Task objective: Quote the entries below from the line with "Wildlife-tally tagging: find every instance of the sky" through the line with "Wildlife-tally tagging: find every instance of the church", both ends included, and only those lines.

Natural language region descriptions:
>>>>>

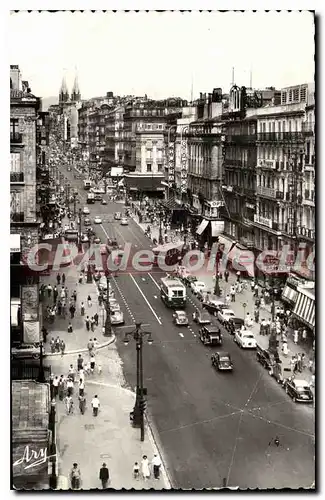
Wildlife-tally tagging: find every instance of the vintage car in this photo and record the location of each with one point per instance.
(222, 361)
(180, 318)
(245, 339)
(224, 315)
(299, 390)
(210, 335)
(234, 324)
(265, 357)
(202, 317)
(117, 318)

<<<<<
>>>>>

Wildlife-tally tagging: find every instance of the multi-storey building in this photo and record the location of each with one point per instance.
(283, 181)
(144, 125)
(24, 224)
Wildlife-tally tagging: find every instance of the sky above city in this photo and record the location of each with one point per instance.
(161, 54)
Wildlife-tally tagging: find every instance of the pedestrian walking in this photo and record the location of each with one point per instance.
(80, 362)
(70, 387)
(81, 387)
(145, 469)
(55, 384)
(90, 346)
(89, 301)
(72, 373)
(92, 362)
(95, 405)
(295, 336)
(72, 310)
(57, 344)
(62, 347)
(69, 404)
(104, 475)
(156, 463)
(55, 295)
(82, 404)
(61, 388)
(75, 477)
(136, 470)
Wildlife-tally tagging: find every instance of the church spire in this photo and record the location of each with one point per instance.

<<<<<

Task response:
Wildlife-tally tagging: find every instance of the sky above city in this photo and record the location of each with one point per instance.
(161, 54)
Wildlife-tally tagging: find every instance of the pedestrian walking in this photo and record the location of each with one point per instance.
(80, 362)
(70, 387)
(81, 387)
(145, 469)
(55, 384)
(90, 346)
(89, 301)
(72, 373)
(92, 362)
(95, 405)
(295, 336)
(72, 310)
(57, 344)
(62, 347)
(69, 404)
(104, 475)
(156, 463)
(55, 295)
(82, 404)
(61, 388)
(75, 477)
(136, 470)
Wildlife-tally tagging: find every instance of the church spire in this photo and record the location of each with one point per instance.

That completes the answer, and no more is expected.